## EXERCISE INSTRUCTIONS
Give the records below again in full, exactly as written, but without any images.

## WORKING DATA
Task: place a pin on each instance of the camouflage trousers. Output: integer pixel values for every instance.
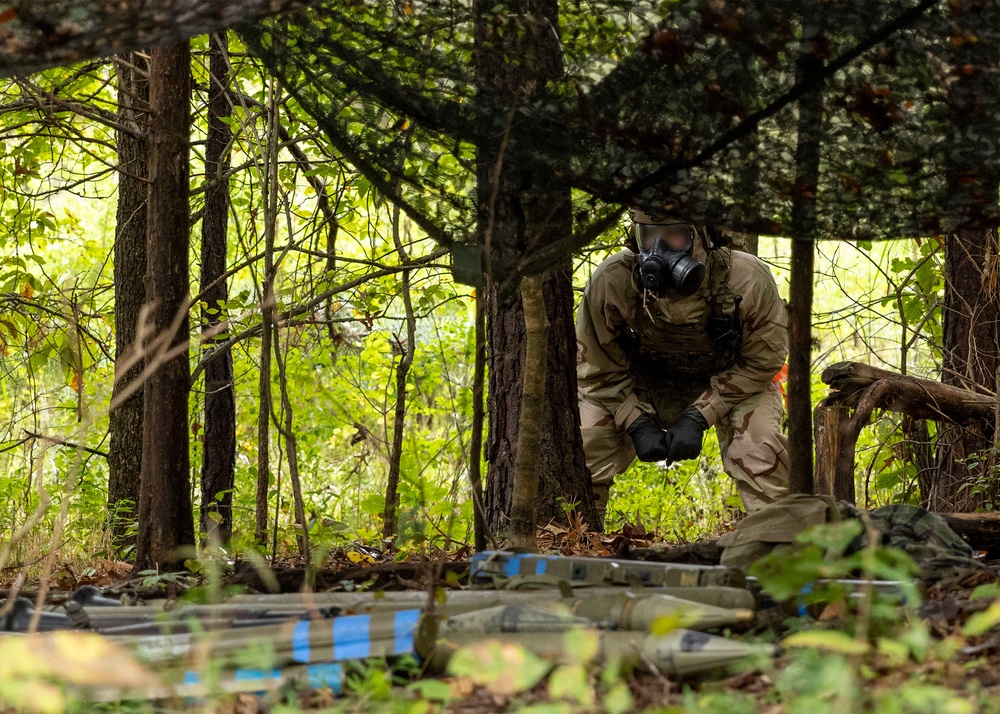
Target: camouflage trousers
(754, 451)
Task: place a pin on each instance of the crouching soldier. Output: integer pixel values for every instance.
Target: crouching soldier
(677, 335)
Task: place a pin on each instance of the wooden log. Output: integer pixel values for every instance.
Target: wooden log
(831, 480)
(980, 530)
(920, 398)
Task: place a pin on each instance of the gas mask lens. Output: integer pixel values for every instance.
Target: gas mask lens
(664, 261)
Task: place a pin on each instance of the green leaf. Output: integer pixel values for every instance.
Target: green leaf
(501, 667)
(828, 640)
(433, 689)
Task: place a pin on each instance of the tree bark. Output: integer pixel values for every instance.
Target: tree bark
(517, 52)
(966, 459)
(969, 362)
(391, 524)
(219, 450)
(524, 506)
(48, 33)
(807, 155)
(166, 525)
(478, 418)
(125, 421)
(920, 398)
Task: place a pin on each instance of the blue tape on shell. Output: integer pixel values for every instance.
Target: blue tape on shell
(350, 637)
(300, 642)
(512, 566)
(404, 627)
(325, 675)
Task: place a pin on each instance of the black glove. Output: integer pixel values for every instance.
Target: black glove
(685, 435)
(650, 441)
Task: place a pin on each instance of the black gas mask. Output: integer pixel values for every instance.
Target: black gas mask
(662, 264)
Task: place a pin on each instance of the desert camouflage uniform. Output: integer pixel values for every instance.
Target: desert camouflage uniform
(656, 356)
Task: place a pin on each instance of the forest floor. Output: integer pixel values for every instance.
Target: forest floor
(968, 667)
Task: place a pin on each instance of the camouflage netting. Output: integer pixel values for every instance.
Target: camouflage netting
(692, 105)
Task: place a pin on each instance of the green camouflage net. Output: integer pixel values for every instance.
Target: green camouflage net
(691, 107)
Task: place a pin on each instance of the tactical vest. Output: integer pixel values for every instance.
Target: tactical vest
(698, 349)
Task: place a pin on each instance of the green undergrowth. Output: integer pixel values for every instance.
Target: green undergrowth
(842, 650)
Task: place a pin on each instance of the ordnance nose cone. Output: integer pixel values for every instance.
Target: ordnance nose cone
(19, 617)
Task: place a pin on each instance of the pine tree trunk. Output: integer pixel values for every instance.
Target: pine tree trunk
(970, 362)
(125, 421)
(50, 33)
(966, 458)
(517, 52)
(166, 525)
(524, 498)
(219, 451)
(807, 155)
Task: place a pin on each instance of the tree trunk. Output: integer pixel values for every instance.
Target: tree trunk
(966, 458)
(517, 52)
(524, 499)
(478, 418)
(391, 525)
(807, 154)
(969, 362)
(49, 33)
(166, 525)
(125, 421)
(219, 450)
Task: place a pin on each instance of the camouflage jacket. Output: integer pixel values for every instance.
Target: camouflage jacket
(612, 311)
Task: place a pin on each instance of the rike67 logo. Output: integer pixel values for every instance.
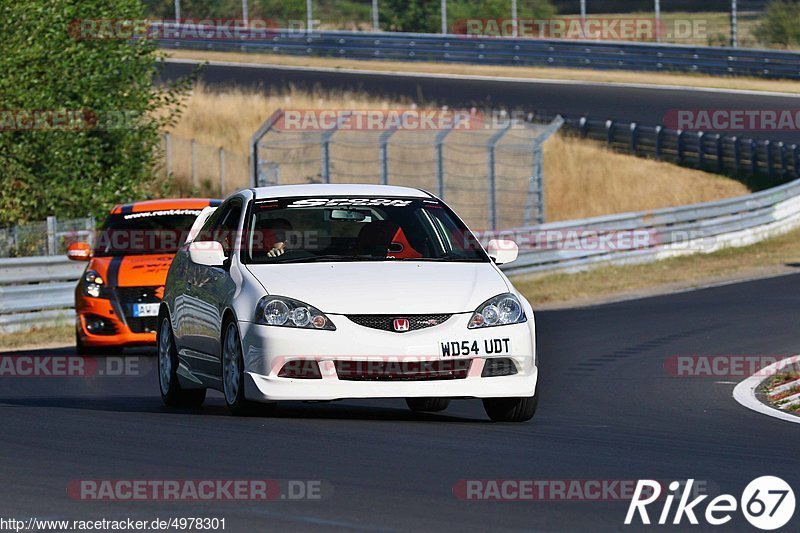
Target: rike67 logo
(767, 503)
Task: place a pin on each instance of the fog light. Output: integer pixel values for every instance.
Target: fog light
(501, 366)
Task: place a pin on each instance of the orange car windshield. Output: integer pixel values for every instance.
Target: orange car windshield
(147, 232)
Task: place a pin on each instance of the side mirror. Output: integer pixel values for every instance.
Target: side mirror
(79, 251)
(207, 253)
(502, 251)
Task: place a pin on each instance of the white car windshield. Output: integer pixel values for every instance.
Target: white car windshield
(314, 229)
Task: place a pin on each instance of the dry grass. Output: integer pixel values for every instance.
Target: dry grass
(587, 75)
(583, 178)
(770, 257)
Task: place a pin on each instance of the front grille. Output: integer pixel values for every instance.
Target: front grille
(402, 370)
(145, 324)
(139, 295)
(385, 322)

## COMPLETED TASK
Task: place a pin on each instance of the camouflage trousers. Output: integer pixel values for every instance.
Target: camouflage trousers
(754, 451)
Task: place a pin on each instance of the crouching soldier. Output: integer pixel values for every instance.
Target: crouching soldier
(677, 335)
Task: place a pin on each instance of the wooden log. Output: integer pixel values for every instance.
Target: wooden log
(831, 480)
(980, 530)
(920, 398)
Task: place a pin on each instance of the gas mask lens. Output: integer pixel values for every instance.
Target: gas mask lens
(664, 261)
Task: place a pin on each instance of the green leaf. Output: integer pixel values for every instance.
Target: green leaf
(501, 667)
(828, 640)
(433, 689)
Task: place a pin on each instance of the tree bark. Output: integer pixel values for every instance.
Target: tree bark
(517, 52)
(966, 459)
(969, 362)
(391, 524)
(219, 450)
(524, 506)
(48, 33)
(807, 155)
(166, 525)
(478, 418)
(125, 421)
(920, 398)
Task: place a pin on each instance of the blue tape on shell. Output: integer pixel values for every instance.
Target: blue tape on shell
(350, 637)
(300, 642)
(512, 566)
(404, 627)
(325, 675)
Task: place a pin on each instance of the black glove. Output: integer pixel values for every instance.
Target: black glove
(685, 435)
(650, 441)
Task: place a pin on each instance of the black gas mask. Output: integer pixel values for every instance.
Target: black gas mask
(662, 264)
Task: place a pin on each instance of the desert camouflage uniform. Output: integer pixel values for every instance.
Target: desert camouflage uniform
(656, 356)
Task: place a pin on each instance of the forest floor. Output: integer pixel values for every instance.
Target: forest floor
(968, 667)
Task: place a pin on each instance of the camouflage netting. Output: integer pixel values for every instance.
Target: camouflage netting
(692, 105)
Task: place a pin on each instance of the green camouflage net. Output: integer pixel values for every instance.
Target: green camouflage net
(691, 107)
Task: place a pin on each instance of the tactical vest. Output: integer pixel values for every instance.
Target: tactical vest
(698, 349)
Task: place a pin on each instance of the green undergrowth. Output: integer pixel values for every instance.
Target: green undergrowth
(842, 650)
Task: place a pin on each instance of the ordnance nose cone. Output: integer pixel values for every instance.
Target: ordnance nose cone
(19, 617)
Task: place a pin on each instance of the pine tree trunk. Output: integer pixel values for every instance.
Target: pine tree trunk
(970, 362)
(125, 421)
(50, 33)
(966, 458)
(517, 52)
(166, 525)
(524, 498)
(219, 451)
(807, 155)
Task: place a pin on each instance of the tree trunk. Output: integer pixel values for every instance.
Target: tree trunk
(966, 458)
(517, 52)
(524, 499)
(478, 418)
(391, 525)
(807, 154)
(969, 362)
(49, 33)
(166, 525)
(125, 421)
(219, 450)
Task: place a pin on each instance of the camouflage jacket. Output: integer pixel values for every instance.
Target: camouflage jacket
(612, 311)
Task: place a pin on each instance of the rike67 logo. Output: integer pixel values for every instance.
Target: rike67 logo
(767, 503)
Task: place a pin on each instance of the fog light. Output: integer pixel values for every instance.
Target: fog light
(501, 366)
Task: place a pin on each instance of the orange car windshield. Output: integer pixel values for every instance.
Target: orange car windshield
(147, 232)
Task: place a pin on each instance of the side mirror. Output: integer pixel values for every instance.
Target: side mirror
(79, 251)
(207, 253)
(502, 251)
Task: place a pin on each instance of the white car windshield. Output: integer pixel values for every instance.
Target: white car windshield
(314, 229)
Task: place a pin on each instance of the dry grass. Output: integer pixel values for every instance.
Target: dry grass
(587, 75)
(583, 178)
(770, 257)
Task: place a pin on each instance of the front grille. Output: integer pixel values for every instance.
Target: front grille
(402, 370)
(145, 324)
(139, 295)
(385, 322)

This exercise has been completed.